» Aim
Can you update the records from the start through the line with "x=323 y=173" by replacing "wooden beam" with "roof beam" and leaving everything else unchanged?

» Input
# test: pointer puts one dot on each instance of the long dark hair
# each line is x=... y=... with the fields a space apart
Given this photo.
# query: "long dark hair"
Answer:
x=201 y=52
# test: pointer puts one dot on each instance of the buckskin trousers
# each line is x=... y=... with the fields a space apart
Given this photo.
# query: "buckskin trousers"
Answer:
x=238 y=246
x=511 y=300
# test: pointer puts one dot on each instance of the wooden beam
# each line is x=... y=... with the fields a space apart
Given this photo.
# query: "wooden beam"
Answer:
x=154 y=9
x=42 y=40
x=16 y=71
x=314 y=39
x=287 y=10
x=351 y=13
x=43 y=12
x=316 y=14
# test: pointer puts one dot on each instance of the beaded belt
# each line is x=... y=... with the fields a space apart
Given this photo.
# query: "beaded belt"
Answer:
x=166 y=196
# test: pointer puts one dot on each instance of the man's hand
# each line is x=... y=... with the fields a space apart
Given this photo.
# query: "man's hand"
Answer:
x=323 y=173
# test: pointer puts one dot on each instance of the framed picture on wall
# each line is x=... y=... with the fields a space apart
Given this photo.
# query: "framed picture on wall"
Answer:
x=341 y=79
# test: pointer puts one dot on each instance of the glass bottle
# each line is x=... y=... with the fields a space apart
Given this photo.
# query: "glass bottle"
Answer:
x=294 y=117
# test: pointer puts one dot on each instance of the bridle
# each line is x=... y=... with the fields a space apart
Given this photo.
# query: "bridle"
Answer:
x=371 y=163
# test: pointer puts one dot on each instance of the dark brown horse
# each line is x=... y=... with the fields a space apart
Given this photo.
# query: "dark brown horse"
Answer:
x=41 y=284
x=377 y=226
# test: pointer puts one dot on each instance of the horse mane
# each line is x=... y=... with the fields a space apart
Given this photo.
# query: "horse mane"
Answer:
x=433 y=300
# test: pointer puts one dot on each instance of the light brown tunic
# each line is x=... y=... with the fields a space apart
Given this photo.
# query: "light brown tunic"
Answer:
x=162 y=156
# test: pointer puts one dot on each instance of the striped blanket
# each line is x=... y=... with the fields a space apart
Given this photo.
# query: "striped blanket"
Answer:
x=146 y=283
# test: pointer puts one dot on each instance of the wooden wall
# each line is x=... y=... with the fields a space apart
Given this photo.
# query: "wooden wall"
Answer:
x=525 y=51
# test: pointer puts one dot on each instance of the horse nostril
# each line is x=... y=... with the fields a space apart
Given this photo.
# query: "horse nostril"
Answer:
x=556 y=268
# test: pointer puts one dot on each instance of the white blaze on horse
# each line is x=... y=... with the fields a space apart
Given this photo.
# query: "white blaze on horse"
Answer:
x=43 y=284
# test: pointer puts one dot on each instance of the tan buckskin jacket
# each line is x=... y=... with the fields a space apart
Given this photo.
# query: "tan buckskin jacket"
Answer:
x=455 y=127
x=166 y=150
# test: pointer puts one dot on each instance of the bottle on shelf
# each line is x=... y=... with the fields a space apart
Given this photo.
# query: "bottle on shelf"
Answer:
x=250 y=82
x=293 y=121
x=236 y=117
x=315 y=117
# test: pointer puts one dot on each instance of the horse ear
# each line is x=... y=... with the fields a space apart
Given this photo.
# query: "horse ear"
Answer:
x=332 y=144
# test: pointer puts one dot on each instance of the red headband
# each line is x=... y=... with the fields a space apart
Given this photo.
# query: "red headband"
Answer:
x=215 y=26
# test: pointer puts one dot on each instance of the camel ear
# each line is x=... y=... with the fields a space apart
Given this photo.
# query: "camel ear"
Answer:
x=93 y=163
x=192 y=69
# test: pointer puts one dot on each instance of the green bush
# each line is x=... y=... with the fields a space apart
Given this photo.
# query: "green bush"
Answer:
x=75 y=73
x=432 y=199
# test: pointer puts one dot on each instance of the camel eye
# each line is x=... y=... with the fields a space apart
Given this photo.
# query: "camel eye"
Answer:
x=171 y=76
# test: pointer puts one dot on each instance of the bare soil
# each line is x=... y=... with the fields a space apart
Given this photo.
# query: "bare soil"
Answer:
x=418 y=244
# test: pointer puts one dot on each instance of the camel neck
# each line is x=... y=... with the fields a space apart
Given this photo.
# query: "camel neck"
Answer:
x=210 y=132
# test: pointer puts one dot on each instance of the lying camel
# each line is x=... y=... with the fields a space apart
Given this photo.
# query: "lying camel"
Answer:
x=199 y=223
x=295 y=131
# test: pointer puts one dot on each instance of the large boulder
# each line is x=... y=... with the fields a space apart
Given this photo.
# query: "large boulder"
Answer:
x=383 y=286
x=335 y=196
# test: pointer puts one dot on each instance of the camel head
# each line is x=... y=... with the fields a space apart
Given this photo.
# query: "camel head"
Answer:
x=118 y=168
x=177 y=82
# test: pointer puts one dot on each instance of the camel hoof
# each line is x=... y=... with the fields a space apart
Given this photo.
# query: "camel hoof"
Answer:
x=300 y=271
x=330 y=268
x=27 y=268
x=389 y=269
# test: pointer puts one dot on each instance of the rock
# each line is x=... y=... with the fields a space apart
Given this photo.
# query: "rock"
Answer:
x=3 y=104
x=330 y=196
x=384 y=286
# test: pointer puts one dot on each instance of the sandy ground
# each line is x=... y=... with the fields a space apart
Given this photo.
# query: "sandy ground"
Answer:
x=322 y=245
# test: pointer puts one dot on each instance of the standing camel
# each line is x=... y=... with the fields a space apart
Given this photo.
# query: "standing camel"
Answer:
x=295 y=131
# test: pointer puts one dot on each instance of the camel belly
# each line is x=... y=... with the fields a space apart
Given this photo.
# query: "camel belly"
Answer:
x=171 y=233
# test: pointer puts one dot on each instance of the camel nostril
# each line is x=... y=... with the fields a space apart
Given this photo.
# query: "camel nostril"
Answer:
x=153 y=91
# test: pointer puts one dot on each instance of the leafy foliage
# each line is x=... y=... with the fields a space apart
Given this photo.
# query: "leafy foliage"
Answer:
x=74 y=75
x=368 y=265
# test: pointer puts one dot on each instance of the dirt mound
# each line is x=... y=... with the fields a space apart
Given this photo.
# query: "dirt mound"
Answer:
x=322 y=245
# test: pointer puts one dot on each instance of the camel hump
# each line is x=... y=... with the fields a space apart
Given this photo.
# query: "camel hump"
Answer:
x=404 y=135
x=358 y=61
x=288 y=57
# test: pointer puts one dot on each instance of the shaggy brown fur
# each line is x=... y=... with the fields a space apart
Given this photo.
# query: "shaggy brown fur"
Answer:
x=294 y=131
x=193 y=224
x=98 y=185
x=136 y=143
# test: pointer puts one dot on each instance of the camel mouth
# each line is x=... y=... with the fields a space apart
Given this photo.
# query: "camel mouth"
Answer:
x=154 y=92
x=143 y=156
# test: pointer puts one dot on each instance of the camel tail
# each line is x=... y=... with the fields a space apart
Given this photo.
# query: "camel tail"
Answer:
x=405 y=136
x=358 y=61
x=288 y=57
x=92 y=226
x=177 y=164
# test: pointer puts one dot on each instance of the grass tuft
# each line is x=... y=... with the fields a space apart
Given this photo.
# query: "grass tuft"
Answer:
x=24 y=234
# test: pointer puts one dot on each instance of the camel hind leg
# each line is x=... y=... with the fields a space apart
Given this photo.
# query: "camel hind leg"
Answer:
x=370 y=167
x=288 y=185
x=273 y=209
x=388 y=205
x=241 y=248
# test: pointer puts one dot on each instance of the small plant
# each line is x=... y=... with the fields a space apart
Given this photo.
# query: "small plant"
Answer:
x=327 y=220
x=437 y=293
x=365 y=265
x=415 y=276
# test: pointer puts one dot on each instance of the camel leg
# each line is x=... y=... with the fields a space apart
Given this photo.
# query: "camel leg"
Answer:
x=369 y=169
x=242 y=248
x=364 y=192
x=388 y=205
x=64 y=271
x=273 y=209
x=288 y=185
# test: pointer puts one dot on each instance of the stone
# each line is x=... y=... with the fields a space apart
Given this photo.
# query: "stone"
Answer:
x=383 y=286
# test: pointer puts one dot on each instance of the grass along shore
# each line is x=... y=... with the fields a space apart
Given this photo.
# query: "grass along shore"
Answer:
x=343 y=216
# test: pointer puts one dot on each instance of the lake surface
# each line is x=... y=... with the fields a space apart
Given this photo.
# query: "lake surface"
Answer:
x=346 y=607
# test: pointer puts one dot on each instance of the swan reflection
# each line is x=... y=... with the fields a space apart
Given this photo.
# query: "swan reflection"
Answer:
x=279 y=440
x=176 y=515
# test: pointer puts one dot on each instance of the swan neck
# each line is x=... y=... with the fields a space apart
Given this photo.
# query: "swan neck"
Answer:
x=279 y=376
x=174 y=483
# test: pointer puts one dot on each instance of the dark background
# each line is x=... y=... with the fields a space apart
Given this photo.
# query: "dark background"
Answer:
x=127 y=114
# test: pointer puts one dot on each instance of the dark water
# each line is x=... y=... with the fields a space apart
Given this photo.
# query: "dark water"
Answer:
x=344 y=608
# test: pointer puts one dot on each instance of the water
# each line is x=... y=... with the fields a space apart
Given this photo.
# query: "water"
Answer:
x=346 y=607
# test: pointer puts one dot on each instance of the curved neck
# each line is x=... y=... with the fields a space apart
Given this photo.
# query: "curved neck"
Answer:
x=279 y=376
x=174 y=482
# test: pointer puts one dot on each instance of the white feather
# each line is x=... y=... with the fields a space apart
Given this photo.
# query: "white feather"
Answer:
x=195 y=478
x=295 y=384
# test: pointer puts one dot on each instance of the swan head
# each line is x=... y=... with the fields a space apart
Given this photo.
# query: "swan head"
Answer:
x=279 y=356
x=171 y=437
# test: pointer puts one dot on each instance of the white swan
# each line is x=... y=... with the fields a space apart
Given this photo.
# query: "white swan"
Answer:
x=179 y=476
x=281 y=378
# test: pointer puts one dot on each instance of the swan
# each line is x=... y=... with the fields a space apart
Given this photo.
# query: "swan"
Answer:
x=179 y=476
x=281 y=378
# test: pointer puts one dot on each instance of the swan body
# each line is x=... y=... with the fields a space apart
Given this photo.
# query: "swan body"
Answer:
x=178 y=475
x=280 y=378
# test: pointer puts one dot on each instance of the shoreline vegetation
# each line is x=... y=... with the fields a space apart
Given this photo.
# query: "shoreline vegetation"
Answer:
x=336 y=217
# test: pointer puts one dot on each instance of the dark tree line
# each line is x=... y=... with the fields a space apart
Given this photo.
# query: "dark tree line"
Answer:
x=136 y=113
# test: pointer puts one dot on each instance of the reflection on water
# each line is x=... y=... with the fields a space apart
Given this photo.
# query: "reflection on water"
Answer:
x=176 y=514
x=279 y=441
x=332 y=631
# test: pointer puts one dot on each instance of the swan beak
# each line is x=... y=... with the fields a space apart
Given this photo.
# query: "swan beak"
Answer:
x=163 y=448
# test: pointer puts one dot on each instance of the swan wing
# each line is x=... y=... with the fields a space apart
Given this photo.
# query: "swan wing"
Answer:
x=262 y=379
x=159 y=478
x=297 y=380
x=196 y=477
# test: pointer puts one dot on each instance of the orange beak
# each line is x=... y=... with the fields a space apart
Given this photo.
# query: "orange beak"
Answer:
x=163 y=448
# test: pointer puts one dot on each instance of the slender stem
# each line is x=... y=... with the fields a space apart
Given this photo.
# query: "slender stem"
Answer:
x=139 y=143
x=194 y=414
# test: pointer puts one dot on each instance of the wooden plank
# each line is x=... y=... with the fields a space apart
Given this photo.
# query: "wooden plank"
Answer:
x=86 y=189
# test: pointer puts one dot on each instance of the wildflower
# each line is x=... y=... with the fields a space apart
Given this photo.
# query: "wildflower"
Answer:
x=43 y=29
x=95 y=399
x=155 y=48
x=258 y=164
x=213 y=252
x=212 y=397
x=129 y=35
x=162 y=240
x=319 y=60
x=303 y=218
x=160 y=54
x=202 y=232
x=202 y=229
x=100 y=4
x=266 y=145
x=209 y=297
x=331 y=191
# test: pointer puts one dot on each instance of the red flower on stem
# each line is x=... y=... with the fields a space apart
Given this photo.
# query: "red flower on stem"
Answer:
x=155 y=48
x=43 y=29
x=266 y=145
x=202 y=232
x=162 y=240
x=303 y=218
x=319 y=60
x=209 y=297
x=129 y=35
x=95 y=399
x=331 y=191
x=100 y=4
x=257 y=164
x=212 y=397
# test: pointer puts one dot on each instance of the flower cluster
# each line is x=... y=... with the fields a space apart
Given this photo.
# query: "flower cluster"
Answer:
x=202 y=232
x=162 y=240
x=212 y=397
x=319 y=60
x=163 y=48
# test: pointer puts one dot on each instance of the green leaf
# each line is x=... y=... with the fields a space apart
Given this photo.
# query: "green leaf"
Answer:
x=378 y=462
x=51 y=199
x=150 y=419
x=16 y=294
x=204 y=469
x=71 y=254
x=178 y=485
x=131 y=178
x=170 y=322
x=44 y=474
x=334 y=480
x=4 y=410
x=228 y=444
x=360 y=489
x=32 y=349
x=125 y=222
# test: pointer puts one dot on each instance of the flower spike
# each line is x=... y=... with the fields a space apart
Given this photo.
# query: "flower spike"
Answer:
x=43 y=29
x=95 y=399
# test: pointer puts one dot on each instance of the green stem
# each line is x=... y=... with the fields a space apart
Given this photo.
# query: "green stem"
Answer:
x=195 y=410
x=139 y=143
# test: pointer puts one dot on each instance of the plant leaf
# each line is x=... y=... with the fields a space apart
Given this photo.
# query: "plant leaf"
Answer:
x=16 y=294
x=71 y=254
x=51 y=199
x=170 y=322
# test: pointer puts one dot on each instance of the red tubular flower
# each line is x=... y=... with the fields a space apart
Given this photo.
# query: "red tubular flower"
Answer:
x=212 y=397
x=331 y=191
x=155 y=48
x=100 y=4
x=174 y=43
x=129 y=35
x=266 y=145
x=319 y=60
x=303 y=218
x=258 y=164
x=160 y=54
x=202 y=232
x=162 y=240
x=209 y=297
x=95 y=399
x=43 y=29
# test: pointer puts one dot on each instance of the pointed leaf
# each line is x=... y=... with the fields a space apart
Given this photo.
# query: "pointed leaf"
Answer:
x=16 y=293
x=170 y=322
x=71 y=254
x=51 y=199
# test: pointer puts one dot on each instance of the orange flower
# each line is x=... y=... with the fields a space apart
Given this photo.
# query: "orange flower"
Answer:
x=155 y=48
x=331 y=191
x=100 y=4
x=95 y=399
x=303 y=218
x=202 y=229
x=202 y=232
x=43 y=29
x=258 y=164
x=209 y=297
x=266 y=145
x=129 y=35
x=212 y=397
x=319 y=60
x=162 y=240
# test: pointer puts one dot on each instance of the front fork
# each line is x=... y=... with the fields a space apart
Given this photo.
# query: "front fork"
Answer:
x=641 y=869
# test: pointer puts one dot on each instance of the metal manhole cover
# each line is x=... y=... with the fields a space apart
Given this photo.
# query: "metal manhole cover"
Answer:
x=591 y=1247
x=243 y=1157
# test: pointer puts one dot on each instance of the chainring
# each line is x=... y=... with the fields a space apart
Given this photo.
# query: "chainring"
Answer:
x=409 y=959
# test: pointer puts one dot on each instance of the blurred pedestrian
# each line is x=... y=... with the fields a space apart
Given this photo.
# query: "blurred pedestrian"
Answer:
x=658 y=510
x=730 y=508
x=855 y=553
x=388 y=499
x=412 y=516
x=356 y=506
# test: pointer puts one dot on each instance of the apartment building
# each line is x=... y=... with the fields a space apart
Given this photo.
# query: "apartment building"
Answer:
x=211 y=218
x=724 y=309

» Full output
# test: pointer puts one dot on each instance of the long dark hair
# each line is x=... y=... with the fields a space apart
Given this photo.
# query: "long dark hair"
Answer:
x=201 y=52
# test: pointer puts one dot on each instance of the buckskin trousers
# each line is x=... y=... with the fields a space apart
Given this photo.
# query: "buckskin trousers"
Answer:
x=238 y=246
x=511 y=300
# test: pointer puts one dot on each instance of the roof beam
# each line is x=... y=... with the fields a space apart
Given this photo.
# query: "roof beam"
Answer:
x=154 y=9
x=42 y=40
x=16 y=71
x=314 y=39
x=287 y=10
x=351 y=13
x=43 y=12
x=316 y=14
# test: pointer puts one dot on each instance of the beaded belt
# each line is x=... y=... with the fields a space apart
Given this photo.
# query: "beaded belt"
Answer:
x=166 y=196
# test: pointer puts one dot on each instance of the man's hand
# each line is x=... y=... with the fields a space apart
Given this photo.
# query: "man's hand"
Answer:
x=323 y=173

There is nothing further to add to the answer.